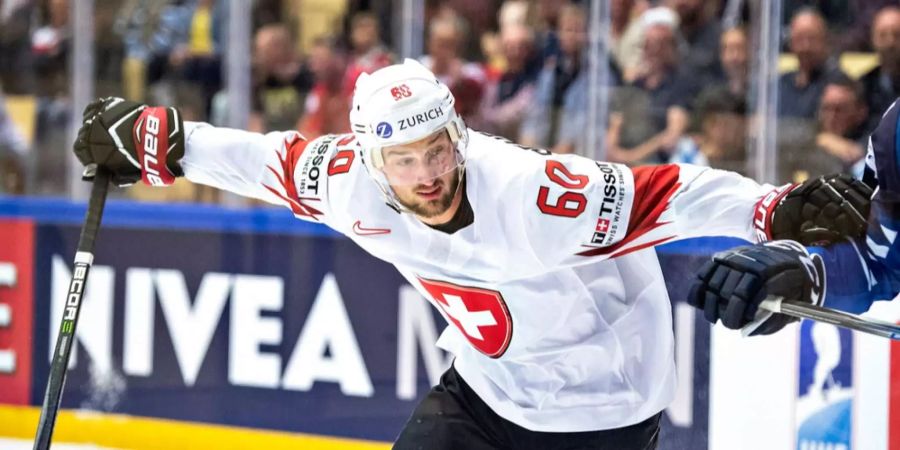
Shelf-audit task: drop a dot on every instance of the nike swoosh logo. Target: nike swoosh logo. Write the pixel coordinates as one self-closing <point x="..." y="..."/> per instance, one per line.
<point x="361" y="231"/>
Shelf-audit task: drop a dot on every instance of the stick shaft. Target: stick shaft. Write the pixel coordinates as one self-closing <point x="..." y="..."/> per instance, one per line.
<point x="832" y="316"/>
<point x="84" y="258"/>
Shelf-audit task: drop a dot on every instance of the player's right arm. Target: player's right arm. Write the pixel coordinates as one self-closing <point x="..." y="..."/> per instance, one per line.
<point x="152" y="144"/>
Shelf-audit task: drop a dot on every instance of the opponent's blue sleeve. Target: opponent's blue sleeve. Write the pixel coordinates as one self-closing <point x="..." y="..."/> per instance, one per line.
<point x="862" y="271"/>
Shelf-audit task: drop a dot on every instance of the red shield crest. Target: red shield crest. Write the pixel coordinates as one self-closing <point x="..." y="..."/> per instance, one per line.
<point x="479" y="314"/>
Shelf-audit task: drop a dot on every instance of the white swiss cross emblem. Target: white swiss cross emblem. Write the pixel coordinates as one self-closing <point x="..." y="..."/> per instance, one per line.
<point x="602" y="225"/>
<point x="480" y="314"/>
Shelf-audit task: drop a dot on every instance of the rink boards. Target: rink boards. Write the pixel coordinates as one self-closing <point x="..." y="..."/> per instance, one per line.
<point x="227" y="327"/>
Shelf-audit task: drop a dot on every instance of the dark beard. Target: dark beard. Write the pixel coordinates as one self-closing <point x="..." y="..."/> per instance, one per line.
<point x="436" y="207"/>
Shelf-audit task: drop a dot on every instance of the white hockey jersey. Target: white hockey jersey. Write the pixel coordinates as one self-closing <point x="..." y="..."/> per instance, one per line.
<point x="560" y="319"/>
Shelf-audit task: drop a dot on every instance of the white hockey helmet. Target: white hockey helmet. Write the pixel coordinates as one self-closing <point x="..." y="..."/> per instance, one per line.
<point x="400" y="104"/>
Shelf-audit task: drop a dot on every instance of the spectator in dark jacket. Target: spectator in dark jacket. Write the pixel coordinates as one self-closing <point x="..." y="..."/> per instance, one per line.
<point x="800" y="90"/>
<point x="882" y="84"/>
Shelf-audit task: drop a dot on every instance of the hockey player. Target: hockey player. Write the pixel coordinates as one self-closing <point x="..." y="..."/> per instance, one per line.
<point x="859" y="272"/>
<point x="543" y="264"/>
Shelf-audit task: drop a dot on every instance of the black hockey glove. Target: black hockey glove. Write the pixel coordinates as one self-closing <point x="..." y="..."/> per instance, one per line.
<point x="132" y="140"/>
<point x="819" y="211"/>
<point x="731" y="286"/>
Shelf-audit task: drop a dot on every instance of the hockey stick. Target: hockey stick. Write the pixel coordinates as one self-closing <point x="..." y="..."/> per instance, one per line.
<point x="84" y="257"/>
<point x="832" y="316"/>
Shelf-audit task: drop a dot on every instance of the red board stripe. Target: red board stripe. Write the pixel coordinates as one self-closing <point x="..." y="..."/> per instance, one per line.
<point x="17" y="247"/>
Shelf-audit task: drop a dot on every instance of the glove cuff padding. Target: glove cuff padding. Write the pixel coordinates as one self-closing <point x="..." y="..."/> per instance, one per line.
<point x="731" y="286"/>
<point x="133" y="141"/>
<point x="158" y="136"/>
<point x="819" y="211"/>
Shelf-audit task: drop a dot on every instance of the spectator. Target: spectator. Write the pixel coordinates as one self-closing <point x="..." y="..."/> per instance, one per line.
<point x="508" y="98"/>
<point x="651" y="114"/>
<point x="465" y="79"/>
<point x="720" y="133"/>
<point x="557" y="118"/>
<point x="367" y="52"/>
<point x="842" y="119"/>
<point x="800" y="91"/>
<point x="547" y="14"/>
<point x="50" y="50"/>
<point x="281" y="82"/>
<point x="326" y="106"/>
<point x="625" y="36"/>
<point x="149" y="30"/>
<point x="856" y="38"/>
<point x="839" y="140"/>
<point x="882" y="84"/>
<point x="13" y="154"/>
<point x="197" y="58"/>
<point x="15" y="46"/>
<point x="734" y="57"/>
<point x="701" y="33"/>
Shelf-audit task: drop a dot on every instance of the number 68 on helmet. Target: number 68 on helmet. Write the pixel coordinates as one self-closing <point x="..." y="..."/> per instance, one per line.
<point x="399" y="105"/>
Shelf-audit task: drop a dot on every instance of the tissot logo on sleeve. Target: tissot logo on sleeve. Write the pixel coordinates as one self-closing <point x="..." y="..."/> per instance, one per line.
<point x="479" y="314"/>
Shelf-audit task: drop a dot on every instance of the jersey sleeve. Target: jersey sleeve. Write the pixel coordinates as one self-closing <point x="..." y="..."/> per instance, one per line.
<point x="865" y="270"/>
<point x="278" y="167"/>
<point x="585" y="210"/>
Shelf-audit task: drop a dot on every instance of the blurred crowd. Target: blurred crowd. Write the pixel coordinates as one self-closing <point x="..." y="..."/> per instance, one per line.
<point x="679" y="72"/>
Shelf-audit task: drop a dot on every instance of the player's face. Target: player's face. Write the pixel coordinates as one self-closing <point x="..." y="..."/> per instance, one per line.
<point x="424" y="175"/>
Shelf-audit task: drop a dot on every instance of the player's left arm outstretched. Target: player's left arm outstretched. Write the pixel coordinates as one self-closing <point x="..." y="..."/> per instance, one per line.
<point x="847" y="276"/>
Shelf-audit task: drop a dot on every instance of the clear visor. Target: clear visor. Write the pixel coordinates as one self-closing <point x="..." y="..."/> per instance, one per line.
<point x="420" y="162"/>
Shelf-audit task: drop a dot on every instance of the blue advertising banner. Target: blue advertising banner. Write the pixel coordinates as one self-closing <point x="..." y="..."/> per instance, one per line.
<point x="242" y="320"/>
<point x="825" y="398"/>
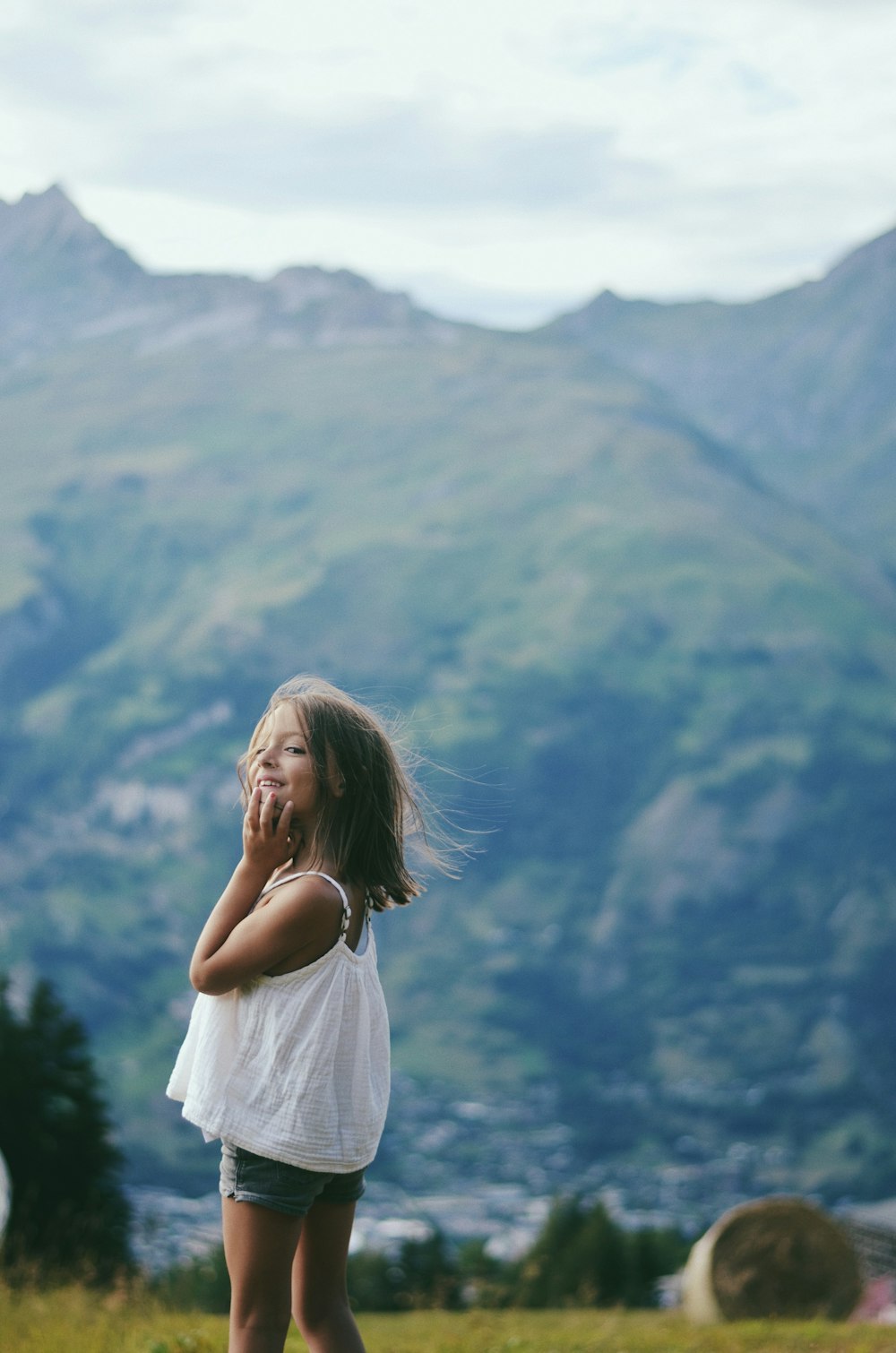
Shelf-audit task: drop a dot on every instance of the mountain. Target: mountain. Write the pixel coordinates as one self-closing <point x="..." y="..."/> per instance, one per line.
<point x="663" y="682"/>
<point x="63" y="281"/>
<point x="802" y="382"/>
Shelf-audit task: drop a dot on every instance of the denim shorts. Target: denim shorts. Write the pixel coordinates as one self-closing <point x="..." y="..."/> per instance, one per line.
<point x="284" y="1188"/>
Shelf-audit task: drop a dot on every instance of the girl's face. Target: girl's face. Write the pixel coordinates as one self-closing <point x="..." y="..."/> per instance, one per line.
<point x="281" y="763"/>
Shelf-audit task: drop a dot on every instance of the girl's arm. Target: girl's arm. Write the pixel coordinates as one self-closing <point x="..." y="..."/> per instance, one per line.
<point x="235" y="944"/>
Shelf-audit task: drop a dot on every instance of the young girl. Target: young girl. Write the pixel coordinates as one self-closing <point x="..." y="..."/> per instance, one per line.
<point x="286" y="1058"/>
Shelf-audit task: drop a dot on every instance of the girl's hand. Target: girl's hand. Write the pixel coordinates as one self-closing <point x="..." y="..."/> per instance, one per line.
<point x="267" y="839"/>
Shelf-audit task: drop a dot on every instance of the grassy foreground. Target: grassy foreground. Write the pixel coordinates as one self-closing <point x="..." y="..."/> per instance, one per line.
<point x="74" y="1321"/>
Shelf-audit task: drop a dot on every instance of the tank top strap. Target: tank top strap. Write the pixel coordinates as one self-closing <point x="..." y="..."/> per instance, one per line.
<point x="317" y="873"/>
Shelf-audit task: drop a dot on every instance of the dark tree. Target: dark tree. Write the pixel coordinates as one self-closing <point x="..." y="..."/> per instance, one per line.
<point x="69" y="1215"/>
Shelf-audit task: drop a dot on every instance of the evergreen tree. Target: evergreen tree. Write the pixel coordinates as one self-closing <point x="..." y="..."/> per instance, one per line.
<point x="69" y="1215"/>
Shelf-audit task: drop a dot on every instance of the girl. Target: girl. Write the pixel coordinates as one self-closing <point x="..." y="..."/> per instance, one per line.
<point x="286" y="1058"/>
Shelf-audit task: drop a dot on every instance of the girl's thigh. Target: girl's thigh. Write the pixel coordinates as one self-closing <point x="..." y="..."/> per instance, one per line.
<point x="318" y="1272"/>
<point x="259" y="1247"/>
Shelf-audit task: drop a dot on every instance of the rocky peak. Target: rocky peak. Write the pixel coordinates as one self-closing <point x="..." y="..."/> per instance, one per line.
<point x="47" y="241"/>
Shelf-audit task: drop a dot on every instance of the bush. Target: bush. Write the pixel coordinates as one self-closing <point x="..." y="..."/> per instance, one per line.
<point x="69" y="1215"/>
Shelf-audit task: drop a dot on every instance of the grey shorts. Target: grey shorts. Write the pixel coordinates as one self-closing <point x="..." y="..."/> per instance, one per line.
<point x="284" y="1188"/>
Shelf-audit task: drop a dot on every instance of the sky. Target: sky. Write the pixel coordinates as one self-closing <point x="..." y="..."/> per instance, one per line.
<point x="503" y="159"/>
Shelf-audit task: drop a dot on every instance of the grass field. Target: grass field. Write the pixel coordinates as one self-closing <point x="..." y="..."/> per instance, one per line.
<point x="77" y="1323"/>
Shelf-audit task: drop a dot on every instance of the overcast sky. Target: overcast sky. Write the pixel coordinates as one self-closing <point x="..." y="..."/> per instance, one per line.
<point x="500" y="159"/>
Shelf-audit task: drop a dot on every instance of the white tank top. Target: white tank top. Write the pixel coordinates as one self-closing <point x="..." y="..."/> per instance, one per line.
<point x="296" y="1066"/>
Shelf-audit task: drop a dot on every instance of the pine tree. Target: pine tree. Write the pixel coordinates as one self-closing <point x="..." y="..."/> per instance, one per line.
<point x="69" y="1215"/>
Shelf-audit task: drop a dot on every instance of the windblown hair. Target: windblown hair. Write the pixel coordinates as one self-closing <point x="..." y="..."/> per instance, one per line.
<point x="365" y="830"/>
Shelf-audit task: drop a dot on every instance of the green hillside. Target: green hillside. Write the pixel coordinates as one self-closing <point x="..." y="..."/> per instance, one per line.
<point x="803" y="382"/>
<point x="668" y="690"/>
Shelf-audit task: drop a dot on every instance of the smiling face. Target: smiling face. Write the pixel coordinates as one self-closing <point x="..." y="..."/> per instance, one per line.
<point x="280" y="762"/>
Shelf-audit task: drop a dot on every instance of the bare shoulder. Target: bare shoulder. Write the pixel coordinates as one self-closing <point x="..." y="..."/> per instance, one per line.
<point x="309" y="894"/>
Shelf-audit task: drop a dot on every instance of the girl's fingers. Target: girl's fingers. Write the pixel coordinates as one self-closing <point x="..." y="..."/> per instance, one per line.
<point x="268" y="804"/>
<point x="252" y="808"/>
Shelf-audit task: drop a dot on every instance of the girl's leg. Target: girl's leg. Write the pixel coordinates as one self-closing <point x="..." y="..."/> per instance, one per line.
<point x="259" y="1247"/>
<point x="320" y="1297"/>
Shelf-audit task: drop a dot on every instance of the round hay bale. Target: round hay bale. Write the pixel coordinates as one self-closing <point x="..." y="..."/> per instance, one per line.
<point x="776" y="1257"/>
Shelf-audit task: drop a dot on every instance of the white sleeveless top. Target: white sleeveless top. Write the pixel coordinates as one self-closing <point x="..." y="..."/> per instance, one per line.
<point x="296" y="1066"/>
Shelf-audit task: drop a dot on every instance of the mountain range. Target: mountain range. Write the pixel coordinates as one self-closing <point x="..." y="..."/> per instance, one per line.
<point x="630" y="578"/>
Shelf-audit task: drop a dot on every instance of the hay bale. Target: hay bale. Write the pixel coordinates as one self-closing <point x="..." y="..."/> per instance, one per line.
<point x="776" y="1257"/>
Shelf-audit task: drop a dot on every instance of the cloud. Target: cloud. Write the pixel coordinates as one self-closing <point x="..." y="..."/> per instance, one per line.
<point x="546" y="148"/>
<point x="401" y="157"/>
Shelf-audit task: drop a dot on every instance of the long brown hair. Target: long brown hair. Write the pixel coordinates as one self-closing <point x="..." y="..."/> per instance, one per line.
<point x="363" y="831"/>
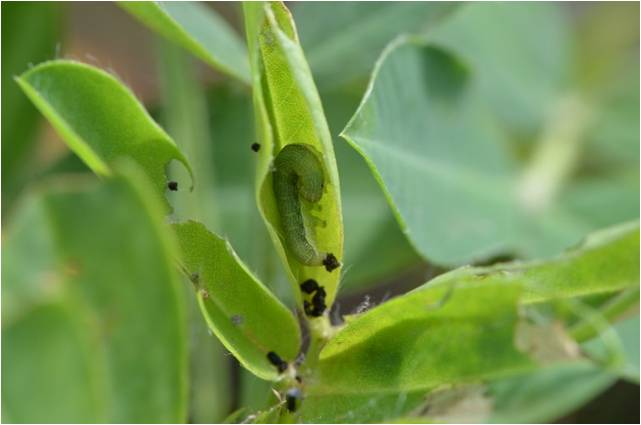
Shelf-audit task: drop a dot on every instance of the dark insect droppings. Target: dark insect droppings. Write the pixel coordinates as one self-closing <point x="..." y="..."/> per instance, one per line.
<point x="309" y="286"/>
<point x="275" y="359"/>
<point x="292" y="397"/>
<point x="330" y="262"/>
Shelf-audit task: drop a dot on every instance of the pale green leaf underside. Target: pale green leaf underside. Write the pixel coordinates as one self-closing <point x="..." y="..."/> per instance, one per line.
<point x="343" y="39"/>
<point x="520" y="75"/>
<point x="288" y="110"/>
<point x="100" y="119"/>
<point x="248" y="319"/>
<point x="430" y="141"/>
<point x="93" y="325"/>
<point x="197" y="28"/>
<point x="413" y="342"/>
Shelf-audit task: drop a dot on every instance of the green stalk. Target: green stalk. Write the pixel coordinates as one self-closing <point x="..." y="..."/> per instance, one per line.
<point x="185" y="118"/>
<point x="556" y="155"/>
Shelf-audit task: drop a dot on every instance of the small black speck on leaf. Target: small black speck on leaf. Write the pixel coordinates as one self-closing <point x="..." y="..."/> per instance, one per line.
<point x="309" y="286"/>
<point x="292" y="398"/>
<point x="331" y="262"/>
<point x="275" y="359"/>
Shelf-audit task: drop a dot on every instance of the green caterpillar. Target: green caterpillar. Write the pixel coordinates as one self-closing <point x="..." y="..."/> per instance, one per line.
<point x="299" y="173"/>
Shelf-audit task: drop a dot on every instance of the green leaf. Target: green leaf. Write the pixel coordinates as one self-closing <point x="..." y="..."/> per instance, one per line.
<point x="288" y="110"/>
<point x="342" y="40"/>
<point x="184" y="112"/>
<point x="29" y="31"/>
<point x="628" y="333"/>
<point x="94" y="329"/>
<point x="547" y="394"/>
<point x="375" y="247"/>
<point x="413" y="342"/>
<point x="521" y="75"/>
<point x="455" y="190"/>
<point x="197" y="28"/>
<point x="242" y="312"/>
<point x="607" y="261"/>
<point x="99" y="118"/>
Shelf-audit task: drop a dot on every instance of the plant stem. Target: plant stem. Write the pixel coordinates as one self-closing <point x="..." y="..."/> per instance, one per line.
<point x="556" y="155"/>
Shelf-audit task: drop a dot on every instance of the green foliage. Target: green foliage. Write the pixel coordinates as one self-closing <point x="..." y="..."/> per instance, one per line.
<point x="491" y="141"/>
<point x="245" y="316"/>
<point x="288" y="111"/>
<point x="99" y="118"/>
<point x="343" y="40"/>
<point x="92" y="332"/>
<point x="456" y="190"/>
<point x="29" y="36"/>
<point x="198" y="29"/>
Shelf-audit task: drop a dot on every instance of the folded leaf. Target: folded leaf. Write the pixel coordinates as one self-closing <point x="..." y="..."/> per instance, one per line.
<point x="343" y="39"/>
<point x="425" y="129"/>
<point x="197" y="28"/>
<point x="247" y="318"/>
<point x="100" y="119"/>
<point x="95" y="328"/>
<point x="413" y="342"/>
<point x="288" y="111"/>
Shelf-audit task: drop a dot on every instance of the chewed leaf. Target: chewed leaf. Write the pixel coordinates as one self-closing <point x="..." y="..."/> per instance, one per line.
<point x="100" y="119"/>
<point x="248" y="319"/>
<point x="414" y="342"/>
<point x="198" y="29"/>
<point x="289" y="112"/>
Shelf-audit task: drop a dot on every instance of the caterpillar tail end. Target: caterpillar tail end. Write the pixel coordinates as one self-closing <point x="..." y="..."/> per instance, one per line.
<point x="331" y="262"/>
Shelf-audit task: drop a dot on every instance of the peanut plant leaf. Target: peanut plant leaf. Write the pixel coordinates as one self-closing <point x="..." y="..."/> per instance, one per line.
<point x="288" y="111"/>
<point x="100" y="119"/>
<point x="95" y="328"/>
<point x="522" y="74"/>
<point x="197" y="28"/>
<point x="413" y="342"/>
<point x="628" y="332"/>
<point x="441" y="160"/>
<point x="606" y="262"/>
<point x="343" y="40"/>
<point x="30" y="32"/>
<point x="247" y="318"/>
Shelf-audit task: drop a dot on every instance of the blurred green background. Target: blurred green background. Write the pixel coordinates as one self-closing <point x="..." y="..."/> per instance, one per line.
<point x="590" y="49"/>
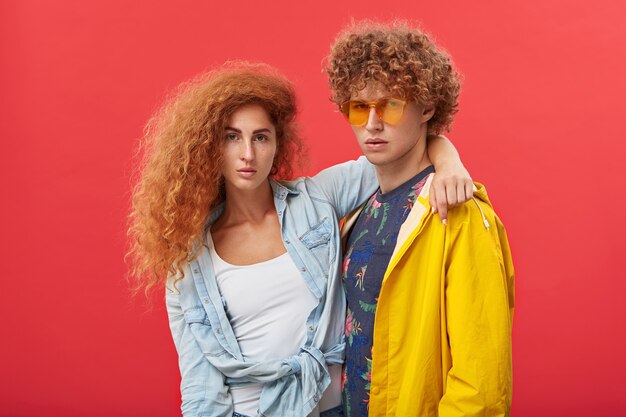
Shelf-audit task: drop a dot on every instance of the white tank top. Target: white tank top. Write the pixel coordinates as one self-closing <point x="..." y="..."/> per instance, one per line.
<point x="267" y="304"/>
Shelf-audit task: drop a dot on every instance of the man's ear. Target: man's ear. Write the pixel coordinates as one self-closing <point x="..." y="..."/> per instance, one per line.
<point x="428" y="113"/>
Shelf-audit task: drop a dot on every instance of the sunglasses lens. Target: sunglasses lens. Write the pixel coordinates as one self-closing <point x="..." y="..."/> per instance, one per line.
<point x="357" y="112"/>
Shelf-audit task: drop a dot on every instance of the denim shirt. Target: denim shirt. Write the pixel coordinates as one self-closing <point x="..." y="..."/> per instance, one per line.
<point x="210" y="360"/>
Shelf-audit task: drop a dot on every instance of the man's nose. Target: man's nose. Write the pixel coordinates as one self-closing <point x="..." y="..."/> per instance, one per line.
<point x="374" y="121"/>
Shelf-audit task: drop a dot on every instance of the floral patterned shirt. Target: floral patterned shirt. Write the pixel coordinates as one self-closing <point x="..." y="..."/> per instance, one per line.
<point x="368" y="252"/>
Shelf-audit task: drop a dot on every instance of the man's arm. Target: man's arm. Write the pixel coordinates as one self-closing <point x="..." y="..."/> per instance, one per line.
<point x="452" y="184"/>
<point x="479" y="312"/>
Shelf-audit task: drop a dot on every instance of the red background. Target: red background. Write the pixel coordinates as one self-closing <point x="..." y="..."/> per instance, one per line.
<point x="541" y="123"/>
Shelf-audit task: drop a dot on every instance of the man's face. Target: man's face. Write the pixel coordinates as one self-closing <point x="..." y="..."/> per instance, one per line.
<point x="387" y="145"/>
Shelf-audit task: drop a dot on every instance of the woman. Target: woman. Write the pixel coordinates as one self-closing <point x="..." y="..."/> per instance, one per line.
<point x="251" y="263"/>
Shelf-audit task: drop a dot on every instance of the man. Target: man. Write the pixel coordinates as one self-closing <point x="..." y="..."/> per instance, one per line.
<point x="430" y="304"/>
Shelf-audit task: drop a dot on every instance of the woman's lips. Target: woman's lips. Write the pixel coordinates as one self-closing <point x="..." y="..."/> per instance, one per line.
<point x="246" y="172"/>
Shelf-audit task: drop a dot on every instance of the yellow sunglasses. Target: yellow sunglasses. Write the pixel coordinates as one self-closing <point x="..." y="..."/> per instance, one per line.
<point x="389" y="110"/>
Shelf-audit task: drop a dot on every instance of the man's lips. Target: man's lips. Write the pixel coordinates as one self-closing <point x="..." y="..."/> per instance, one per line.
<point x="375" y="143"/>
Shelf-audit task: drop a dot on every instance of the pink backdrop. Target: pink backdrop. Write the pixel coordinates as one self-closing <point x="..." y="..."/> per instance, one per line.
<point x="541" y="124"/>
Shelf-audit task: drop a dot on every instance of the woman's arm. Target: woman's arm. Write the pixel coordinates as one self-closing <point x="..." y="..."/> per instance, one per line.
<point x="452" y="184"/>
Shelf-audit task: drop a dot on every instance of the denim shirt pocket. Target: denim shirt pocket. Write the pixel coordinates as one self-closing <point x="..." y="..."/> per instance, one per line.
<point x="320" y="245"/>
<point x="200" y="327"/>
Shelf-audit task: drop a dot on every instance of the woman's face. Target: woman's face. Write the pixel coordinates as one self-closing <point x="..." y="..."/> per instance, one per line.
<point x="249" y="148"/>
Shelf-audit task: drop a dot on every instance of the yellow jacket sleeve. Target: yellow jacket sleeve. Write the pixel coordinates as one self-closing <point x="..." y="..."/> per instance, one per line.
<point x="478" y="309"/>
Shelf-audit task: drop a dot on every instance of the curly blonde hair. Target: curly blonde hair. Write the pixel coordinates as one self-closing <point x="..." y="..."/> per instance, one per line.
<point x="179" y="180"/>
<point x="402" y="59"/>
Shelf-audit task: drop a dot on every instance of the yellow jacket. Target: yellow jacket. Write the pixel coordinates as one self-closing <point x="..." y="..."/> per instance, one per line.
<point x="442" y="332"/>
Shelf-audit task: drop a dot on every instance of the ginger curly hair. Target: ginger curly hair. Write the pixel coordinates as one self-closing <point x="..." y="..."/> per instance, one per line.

******************************

Task: Nothing but the lines from the line with "the woman's arm." to the last line of the listing above should appear; please retype them exactly, both ends included.

Solution for this exercise:
Shelf-audit task: drop a dot on every instance of the woman's arm. Target: woman's arm. Write the pixel coordinates as one self-closing <point x="..." y="..."/> per instance, one per line.
<point x="452" y="184"/>
Shelf-audit task: drop a dot on every instance of the denim shirt pocket. Target: denim shirt pocket. Write the pixel coordinates as one self-closing <point x="..." y="..."/> per instance, one per line.
<point x="320" y="245"/>
<point x="200" y="327"/>
Shelf-audit task: drop a dot on every instance of the woman's face. Target: woman's face. Write the pixel coordinates as one self-closing <point x="..." y="..."/> per instance, one per line.
<point x="249" y="148"/>
Shelf-audit task: drop a dot on every instance of the yellow jacket sleeve. Target: yellow jacket sleeve. Write the pixel coordinates as one self-closing <point x="..." y="..."/> per instance, one per line.
<point x="478" y="309"/>
Shelf-audit task: drop a dot on every instance of the curly blonde hair. Target: curly blonde hair. Write the pixel coordinates as one self-closing <point x="..." y="..."/> per instance, one per line.
<point x="179" y="180"/>
<point x="402" y="59"/>
Shelf-audit task: drop a dot on every instance of the yellow jacket. Target: yellow jacket. Write the pixel coordinates as one self-closing <point x="..." y="..."/> per instance, one per line.
<point x="442" y="332"/>
Shelf-audit task: drop a dot on every instance of the ginger curly hair. Target: ginger curly hair. Write the pixel coordinates as one self-closing <point x="..." y="..."/> per instance, one per line.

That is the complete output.